**** Extract
UN food agency adopts an international code on pesticide use
The United Nations Food and Agriculture Organization (FAO) today adopted a revised International Code of Conduct on the Distribution and Use of Pesticides aimed at significantly reducing the threats posed by agro-chemicals in developing countries.
The revised Code, adopted at an FAO meeting in Rome, promotes practices that minimize potential health and environmental risks associated with pesticides. It also addresses their entire life-cycles, from development, regulation, production, management, packaging and labelling to distribution, application, use and disposal.
The Code also calls on industry to supply only pesticides of adequate quality, and to pay special attention to the choice of pesticide formulations and to the packaging and labelling in order to reduce risks to users and minimize adverse effects on the environment.
Describing it as the globally accepted standard for pesticide management, an FAO senior official, Gero Vaagt, said the new code “reflects more strongly than ever the responsibility of governments, the chemical and food industry, traders, pesticide users, public interest groups and international organizations in reducing the health and environmental risks associated with pesticide.”
********
Tasks and exercises |
a) Answer these questions from the pesticide article:
(i) In which city was the revised Code adopted?
(ii) What quality of pesticides does the Code call on industry to supply?
(iii) Which FAO senior official is quoted?
b) According to the quote in the pesticide article, which parties share responsibility for reducing the health and environmental risks of pesticides? List them all.
c) Write a continuation of the pesticide article, starting right after its last sentence.
**** Exercise data
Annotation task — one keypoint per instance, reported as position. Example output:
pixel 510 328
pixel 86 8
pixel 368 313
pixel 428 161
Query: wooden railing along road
********
Answers by item number |
a)
(i) Rome
(ii) Only pesticides of adequate quality
(iii) Gero Vaagt

b)
Governments
The chemical and food industry
Traders
Pesticide users
Public interest groups
International organizations

c)
In many developing countries, the use of pesticides remains a major risk. The World Health Organization (WHO) estimates that each year there are 25 million cases of pesticide poisoning and as many as 20,000 unintentional deaths, primarily in developing countries. Long-term regular exposure to pesticides often causes chronic illnesses, including cancer as well as reproductive and neurological effects.
While more than 80 per cent of pesticides are applied in developed countries, 99 per cent of all poisoning cases occur in developing countries where regulatory, health and education systems are weakest, according to FAO.
“If all parties concerned applied the Code, many lives would be saved, environmental damage would be avoided and agricultural production would become more sustainable,” Mr. Vaagt said.